▶ Available data
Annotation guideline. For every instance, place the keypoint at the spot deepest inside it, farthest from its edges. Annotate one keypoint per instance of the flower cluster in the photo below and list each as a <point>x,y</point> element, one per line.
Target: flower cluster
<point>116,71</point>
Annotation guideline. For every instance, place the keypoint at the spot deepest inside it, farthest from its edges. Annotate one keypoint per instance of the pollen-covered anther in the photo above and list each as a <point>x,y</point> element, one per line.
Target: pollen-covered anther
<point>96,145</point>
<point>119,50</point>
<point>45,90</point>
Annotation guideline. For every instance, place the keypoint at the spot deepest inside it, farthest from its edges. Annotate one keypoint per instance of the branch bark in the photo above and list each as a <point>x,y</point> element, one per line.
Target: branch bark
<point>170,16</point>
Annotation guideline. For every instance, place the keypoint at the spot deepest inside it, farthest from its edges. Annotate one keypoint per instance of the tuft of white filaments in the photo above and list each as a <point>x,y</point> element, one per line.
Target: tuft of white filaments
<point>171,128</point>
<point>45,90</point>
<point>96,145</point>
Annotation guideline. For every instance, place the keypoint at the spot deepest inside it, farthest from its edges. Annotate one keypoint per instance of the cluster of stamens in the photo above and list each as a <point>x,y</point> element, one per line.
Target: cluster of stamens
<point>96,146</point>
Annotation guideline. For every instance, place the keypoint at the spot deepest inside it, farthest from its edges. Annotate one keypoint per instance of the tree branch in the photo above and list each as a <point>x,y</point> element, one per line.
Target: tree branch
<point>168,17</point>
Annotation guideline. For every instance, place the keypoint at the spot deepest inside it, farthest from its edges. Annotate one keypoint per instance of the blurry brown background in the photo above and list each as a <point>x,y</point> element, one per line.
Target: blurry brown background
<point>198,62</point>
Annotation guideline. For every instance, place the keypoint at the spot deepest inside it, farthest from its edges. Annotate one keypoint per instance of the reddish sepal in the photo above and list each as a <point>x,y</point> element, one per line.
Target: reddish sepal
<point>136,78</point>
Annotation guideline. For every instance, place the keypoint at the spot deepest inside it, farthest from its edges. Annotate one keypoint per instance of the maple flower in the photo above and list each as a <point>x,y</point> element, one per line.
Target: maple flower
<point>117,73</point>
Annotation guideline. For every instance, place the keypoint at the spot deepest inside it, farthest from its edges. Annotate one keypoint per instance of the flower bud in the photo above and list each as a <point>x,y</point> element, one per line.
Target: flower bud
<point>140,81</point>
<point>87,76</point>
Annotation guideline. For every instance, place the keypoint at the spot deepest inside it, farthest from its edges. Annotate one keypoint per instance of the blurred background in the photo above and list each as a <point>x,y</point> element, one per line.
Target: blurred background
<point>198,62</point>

▶ Task statement
The required output is the lines from the one holding "the flower bud" through the last line of the entries above, copied exactly.

▶ Your solution
Annotation guideline. For every instance, place the keypoint at the spot deepest inside it, farthest from its edges. Annotate one keypoint per instance of the flower bud in the photo above and list each as a <point>x,y</point> element, one per line.
Target: flower bud
<point>140,81</point>
<point>87,76</point>
Annotation guideline. For every instance, place the keypoint at the spot deepest inside it, farthest from its edges. Annotate one keypoint per instance of the blurred background in the photo above and list each as a <point>x,y</point> element, one per line.
Target: blurred background
<point>198,62</point>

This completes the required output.